- SOURCE RECORDS -
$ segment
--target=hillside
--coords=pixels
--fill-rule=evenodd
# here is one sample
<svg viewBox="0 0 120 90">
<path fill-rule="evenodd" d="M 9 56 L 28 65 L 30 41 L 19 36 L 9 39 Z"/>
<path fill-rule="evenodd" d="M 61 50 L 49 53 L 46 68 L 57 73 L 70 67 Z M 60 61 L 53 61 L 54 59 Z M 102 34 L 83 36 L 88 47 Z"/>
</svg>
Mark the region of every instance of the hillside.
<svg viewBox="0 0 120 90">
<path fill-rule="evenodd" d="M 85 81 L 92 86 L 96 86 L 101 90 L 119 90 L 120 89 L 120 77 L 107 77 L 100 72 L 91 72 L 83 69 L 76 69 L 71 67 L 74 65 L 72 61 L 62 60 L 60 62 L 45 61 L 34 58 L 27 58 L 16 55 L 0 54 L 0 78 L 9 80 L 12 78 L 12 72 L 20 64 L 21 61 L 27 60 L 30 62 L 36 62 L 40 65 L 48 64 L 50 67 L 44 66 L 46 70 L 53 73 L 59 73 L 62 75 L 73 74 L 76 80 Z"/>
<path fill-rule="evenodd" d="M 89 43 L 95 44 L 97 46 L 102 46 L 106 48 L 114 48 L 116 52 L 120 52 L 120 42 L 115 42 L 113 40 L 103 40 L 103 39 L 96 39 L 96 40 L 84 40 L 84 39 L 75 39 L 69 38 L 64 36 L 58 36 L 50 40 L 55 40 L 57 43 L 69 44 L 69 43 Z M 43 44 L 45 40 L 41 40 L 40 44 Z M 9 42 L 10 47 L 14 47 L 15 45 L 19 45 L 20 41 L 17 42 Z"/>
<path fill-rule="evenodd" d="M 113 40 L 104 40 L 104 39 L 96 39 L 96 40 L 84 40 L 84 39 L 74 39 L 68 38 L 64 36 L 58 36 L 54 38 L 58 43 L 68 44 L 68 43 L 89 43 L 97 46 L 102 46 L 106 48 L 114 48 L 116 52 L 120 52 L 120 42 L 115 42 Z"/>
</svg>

- AIM OF THE TASK -
Every record should be output precisely as it was given.

- THE ANSWER -
$ segment
--target=hillside
--coords=pixels
--fill-rule=evenodd
# here is one sample
<svg viewBox="0 0 120 90">
<path fill-rule="evenodd" d="M 9 56 L 28 65 L 30 41 L 19 36 L 9 39 Z"/>
<path fill-rule="evenodd" d="M 61 50 L 49 53 L 46 68 L 57 73 L 70 67 Z M 60 61 L 53 61 L 54 59 Z M 102 34 L 83 36 L 88 47 Z"/>
</svg>
Mark the region of every instance of the hillside.
<svg viewBox="0 0 120 90">
<path fill-rule="evenodd" d="M 85 81 L 92 86 L 96 86 L 101 90 L 119 90 L 120 89 L 120 77 L 107 77 L 100 72 L 91 72 L 83 69 L 76 69 L 71 67 L 74 65 L 72 61 L 62 60 L 60 62 L 45 61 L 34 58 L 27 58 L 16 55 L 0 54 L 0 78 L 9 80 L 12 78 L 12 72 L 20 64 L 21 61 L 27 60 L 30 62 L 36 62 L 40 65 L 48 64 L 50 67 L 44 66 L 46 70 L 53 73 L 59 73 L 62 75 L 73 74 L 76 80 Z"/>
<path fill-rule="evenodd" d="M 89 43 L 95 44 L 97 46 L 102 46 L 106 48 L 114 48 L 116 52 L 120 52 L 120 42 L 115 42 L 113 40 L 103 40 L 103 39 L 96 39 L 96 40 L 84 40 L 84 39 L 75 39 L 69 38 L 64 36 L 58 36 L 50 40 L 55 40 L 57 43 L 69 44 L 69 43 Z M 43 44 L 45 40 L 41 40 L 40 44 Z M 9 42 L 10 47 L 14 47 L 15 45 L 19 45 L 20 41 L 17 42 Z"/>
<path fill-rule="evenodd" d="M 113 40 L 104 40 L 104 39 L 96 39 L 96 40 L 84 40 L 84 39 L 74 39 L 68 38 L 64 36 L 58 36 L 54 38 L 58 43 L 68 44 L 68 43 L 89 43 L 97 46 L 102 46 L 106 48 L 114 48 L 116 52 L 120 52 L 120 42 L 115 42 Z"/>
</svg>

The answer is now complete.